### Task requirements
Find "The component shall locate the beige throw" in the records that follow; print that line and each subsequent line through the last one, verbatim and with nothing added.

### Data for the task

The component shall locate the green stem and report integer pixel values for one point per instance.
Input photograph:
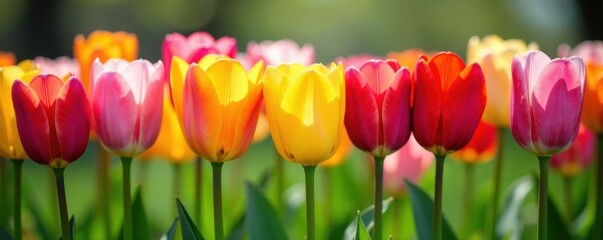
(598, 234)
(496, 179)
(309, 175)
(60, 180)
(378, 229)
(217, 177)
(126, 163)
(468, 198)
(104, 195)
(198, 189)
(567, 194)
(437, 212)
(18, 165)
(543, 192)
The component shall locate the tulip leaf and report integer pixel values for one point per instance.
(169, 235)
(422, 206)
(140, 224)
(261, 218)
(368, 216)
(510, 223)
(361, 232)
(189, 230)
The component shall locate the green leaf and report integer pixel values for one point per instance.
(140, 224)
(261, 218)
(367, 215)
(169, 235)
(189, 230)
(422, 206)
(510, 223)
(361, 232)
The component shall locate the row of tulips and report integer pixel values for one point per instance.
(218, 97)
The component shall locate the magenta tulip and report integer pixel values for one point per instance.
(546, 102)
(378, 106)
(53, 119)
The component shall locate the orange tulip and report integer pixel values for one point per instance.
(482, 147)
(103, 45)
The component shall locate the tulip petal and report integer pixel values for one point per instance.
(114, 112)
(72, 120)
(463, 108)
(396, 111)
(362, 115)
(32, 123)
(520, 118)
(555, 101)
(427, 106)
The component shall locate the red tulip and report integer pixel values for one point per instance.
(53, 119)
(378, 106)
(546, 102)
(449, 100)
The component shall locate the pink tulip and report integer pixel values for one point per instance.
(578, 157)
(546, 102)
(377, 115)
(410, 162)
(60, 66)
(275, 53)
(53, 119)
(127, 104)
(194, 47)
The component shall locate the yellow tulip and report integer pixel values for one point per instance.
(217, 103)
(103, 45)
(495, 55)
(170, 144)
(9, 136)
(305, 107)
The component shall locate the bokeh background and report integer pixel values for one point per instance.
(31, 28)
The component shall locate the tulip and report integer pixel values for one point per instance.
(53, 119)
(280, 52)
(592, 116)
(494, 55)
(217, 103)
(305, 107)
(11, 147)
(126, 113)
(449, 100)
(61, 66)
(545, 111)
(103, 45)
(7, 59)
(378, 115)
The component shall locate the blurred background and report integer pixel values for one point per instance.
(31, 28)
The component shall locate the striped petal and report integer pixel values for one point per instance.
(72, 120)
(114, 111)
(32, 123)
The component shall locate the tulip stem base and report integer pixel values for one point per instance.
(198, 189)
(60, 180)
(543, 192)
(437, 203)
(468, 199)
(18, 166)
(309, 176)
(127, 204)
(496, 178)
(378, 229)
(217, 181)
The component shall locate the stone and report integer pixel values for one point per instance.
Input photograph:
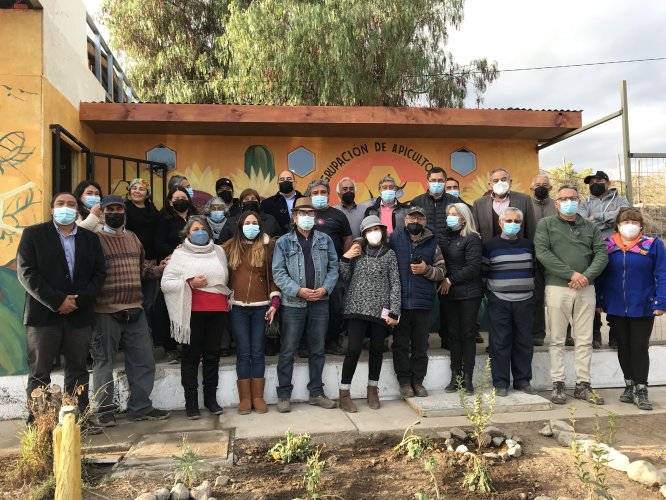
(493, 431)
(180, 492)
(163, 494)
(546, 431)
(645, 473)
(458, 433)
(201, 492)
(515, 451)
(146, 496)
(221, 481)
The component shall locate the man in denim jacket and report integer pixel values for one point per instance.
(305, 268)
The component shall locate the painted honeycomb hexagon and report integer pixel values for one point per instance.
(301, 161)
(463, 161)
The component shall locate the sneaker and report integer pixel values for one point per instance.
(584, 391)
(420, 391)
(322, 401)
(640, 397)
(153, 414)
(172, 357)
(527, 389)
(627, 395)
(106, 420)
(558, 395)
(406, 391)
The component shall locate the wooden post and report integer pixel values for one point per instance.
(68, 459)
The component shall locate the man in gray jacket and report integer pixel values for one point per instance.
(601, 207)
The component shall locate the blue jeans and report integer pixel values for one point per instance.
(247, 327)
(311, 321)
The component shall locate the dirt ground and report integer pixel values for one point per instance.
(367, 468)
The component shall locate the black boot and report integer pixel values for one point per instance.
(453, 385)
(467, 384)
(192, 404)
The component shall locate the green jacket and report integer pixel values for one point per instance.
(564, 248)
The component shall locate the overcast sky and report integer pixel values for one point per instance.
(532, 33)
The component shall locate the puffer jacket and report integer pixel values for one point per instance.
(634, 282)
(462, 255)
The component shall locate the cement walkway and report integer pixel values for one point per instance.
(394, 416)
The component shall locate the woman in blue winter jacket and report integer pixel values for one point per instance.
(632, 291)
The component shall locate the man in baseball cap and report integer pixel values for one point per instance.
(601, 207)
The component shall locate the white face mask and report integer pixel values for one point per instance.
(629, 231)
(374, 237)
(501, 188)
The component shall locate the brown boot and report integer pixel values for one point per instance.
(346, 403)
(244, 396)
(373, 397)
(258, 402)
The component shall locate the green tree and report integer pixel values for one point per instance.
(348, 52)
(169, 47)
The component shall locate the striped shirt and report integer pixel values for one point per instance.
(508, 268)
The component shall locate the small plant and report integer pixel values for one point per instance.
(291, 448)
(412, 444)
(477, 478)
(188, 464)
(312, 477)
(593, 476)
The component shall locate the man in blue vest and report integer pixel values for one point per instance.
(421, 266)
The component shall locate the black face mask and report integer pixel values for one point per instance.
(286, 187)
(181, 205)
(251, 205)
(415, 228)
(348, 197)
(541, 192)
(114, 220)
(227, 196)
(597, 189)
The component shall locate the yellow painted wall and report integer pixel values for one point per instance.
(203, 159)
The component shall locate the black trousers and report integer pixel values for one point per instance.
(633, 341)
(511, 346)
(410, 346)
(204, 347)
(46, 343)
(462, 317)
(356, 330)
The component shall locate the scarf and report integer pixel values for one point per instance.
(187, 262)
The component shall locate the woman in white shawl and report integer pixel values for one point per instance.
(196, 294)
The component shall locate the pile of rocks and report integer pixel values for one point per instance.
(500, 446)
(640, 471)
(182, 492)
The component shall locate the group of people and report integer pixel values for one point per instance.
(109, 273)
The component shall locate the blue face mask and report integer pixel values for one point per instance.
(305, 222)
(91, 201)
(453, 221)
(217, 215)
(436, 187)
(64, 215)
(200, 237)
(319, 201)
(251, 231)
(568, 207)
(511, 228)
(388, 195)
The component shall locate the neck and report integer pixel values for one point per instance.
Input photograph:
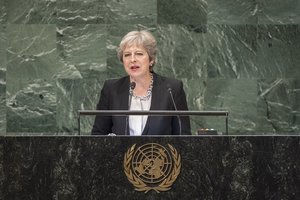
(142, 85)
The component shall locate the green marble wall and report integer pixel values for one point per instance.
(235, 55)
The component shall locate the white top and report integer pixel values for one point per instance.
(137, 122)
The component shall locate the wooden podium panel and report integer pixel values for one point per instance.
(206, 167)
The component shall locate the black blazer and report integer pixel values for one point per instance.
(115, 96)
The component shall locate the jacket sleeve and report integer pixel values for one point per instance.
(103, 124)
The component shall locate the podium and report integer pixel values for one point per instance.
(92, 167)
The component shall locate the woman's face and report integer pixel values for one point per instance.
(136, 61)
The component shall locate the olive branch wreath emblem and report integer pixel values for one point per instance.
(141, 186)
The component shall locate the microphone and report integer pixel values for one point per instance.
(174, 104)
(131, 86)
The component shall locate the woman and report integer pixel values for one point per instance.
(142, 89)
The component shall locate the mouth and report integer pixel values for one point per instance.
(134, 67)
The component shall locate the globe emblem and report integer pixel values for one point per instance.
(152, 163)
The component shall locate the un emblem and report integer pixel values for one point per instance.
(152, 167)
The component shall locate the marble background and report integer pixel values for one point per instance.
(235, 55)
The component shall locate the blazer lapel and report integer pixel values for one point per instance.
(155, 99)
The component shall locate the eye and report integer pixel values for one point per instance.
(139, 53)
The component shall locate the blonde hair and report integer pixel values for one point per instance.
(140, 38)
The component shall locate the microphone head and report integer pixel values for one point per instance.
(132, 85)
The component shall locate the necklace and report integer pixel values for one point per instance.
(149, 92)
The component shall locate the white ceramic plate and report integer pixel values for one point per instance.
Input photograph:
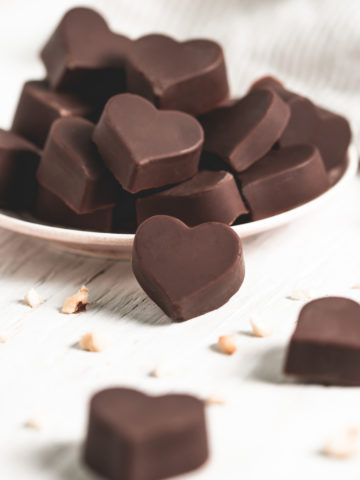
(119, 245)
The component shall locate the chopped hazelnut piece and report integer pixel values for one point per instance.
(76, 303)
(215, 399)
(300, 295)
(93, 342)
(259, 329)
(342, 446)
(33, 299)
(227, 344)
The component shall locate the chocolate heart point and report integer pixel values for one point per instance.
(187, 271)
(132, 436)
(145, 147)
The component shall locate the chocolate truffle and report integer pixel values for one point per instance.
(325, 346)
(282, 180)
(145, 147)
(18, 163)
(242, 132)
(83, 56)
(206, 197)
(310, 124)
(187, 271)
(49, 106)
(51, 209)
(188, 76)
(72, 169)
(132, 436)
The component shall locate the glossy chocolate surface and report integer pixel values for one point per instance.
(310, 124)
(145, 147)
(83, 56)
(282, 180)
(188, 76)
(19, 160)
(325, 347)
(72, 169)
(206, 197)
(187, 271)
(52, 210)
(244, 131)
(39, 107)
(132, 436)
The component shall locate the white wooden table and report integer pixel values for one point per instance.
(269, 427)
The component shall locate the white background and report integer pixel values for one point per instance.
(269, 427)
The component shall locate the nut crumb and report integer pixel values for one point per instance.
(161, 371)
(227, 344)
(76, 303)
(215, 399)
(33, 299)
(33, 424)
(343, 445)
(300, 295)
(259, 329)
(93, 342)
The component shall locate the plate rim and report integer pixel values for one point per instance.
(65, 235)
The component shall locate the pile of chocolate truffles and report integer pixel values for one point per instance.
(122, 130)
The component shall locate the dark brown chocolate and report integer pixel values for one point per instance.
(282, 180)
(39, 107)
(83, 56)
(51, 209)
(188, 76)
(242, 132)
(18, 163)
(71, 168)
(206, 197)
(310, 124)
(132, 436)
(187, 271)
(145, 147)
(325, 347)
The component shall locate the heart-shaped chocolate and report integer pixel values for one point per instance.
(188, 76)
(325, 346)
(85, 57)
(132, 436)
(310, 124)
(244, 131)
(71, 168)
(36, 96)
(187, 271)
(283, 179)
(206, 197)
(145, 147)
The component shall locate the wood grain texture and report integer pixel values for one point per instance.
(269, 426)
(45, 375)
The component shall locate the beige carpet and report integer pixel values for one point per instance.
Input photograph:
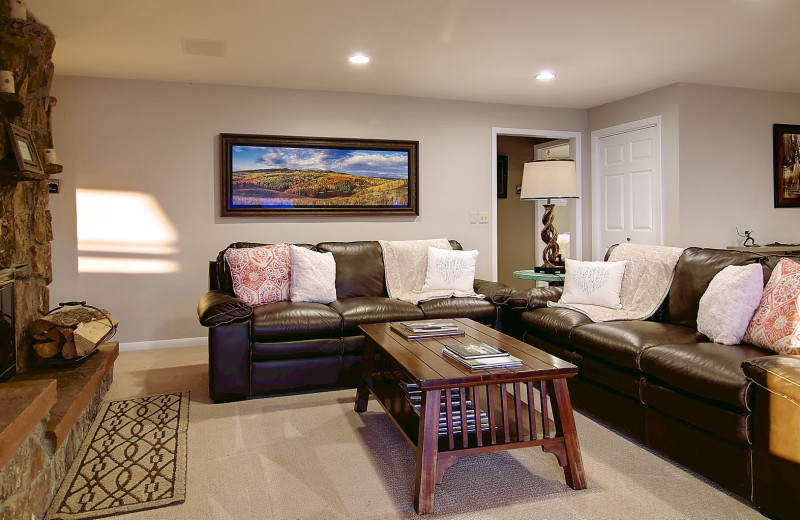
(311, 456)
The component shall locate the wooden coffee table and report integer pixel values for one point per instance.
(403, 373)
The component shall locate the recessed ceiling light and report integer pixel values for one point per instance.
(359, 57)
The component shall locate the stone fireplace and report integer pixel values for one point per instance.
(45, 412)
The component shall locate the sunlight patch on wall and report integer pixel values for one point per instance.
(128, 228)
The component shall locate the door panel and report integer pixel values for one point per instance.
(628, 176)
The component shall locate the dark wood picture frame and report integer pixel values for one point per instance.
(25, 151)
(786, 165)
(502, 176)
(272, 175)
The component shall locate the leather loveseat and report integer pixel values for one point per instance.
(294, 346)
(719, 410)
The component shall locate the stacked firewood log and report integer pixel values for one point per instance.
(71, 332)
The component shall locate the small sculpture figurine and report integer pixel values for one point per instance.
(748, 240)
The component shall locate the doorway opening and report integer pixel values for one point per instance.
(516, 241)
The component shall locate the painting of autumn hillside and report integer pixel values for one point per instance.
(294, 175)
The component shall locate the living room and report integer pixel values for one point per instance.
(144, 135)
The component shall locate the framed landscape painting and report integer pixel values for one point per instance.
(266, 175)
(786, 164)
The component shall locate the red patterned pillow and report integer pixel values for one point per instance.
(260, 274)
(776, 323)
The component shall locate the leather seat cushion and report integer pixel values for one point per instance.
(372, 309)
(552, 323)
(707, 370)
(733, 425)
(622, 342)
(478, 309)
(294, 319)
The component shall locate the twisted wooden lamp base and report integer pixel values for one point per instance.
(549, 236)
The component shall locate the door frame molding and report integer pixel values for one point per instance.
(575, 151)
(654, 122)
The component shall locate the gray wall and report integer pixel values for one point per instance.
(159, 140)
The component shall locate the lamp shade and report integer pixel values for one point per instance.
(549, 179)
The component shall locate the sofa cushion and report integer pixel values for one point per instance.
(553, 323)
(359, 268)
(355, 311)
(622, 342)
(733, 425)
(706, 370)
(294, 319)
(695, 270)
(477, 309)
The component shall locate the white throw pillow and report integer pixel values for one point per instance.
(450, 269)
(728, 304)
(313, 276)
(593, 283)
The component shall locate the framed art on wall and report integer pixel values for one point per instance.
(263, 175)
(786, 165)
(502, 176)
(24, 149)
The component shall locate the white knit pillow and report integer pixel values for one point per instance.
(593, 283)
(450, 269)
(728, 304)
(313, 276)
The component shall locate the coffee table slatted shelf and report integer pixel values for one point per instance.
(500, 395)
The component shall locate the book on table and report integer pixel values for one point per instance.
(429, 325)
(475, 350)
(427, 333)
(506, 361)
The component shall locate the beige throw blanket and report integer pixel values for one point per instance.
(406, 265)
(648, 276)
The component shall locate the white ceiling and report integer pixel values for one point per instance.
(476, 50)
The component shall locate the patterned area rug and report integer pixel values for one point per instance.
(134, 458)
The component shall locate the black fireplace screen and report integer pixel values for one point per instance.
(8, 347)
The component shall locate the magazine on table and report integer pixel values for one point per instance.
(507, 361)
(429, 325)
(425, 334)
(476, 350)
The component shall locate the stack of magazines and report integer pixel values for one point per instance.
(426, 329)
(480, 356)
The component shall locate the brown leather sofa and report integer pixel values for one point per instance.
(665, 384)
(293, 346)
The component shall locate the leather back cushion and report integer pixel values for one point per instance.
(359, 268)
(695, 269)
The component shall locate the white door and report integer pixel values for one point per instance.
(626, 188)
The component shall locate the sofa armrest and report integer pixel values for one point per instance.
(496, 292)
(219, 308)
(533, 298)
(777, 374)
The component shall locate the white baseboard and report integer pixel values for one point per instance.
(163, 343)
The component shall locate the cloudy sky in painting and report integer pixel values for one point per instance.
(367, 163)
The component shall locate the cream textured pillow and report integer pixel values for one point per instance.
(776, 323)
(260, 274)
(313, 276)
(450, 269)
(729, 303)
(593, 283)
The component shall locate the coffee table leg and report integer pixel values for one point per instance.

### Answer box
The component shall locate the beige throw blanket and report integer pixel values for one point per instance.
(406, 265)
(648, 276)
The component shall locate the white ceiling and report integer pixel values for one point per instance.
(476, 50)
The component shall locate the patterned area rug and report integer pixel values for one point per instance.
(134, 458)
The component shall locate the black fireplace screen and report integer pixel values for one point per instance.
(8, 347)
The component shall locate the magazine on table and report integer pixel values for one point per instance.
(507, 361)
(429, 325)
(425, 334)
(476, 350)
The component shall locate the stack of magazines and report integer pixel values for one point per instance.
(426, 329)
(480, 356)
The component shall locate the brown leather sofa and report integer pixel values for one point per instance.
(665, 384)
(293, 346)
The component shall locate the leather back cushion and report integer pixel values for one point per instance.
(359, 268)
(695, 269)
The component shall locate the white door and report integer pixel values for one point per instance.
(626, 188)
The component shall locate the sofa armrest and report integer pixel values for one point per instance.
(496, 292)
(219, 308)
(533, 298)
(777, 374)
The component shall locate the white baseboard and report integer pixel values for one point per instance.
(163, 343)
The component shall locate the cloudy sky in painting and report integer pixel values for one point per instance.
(367, 163)
The component shall locate the cream textured pillow and report integer pixel values for one point per instance.
(776, 323)
(260, 274)
(313, 276)
(450, 269)
(729, 303)
(593, 283)
The component shall locate the coffee table leg and report integer pixel values for one point per instance.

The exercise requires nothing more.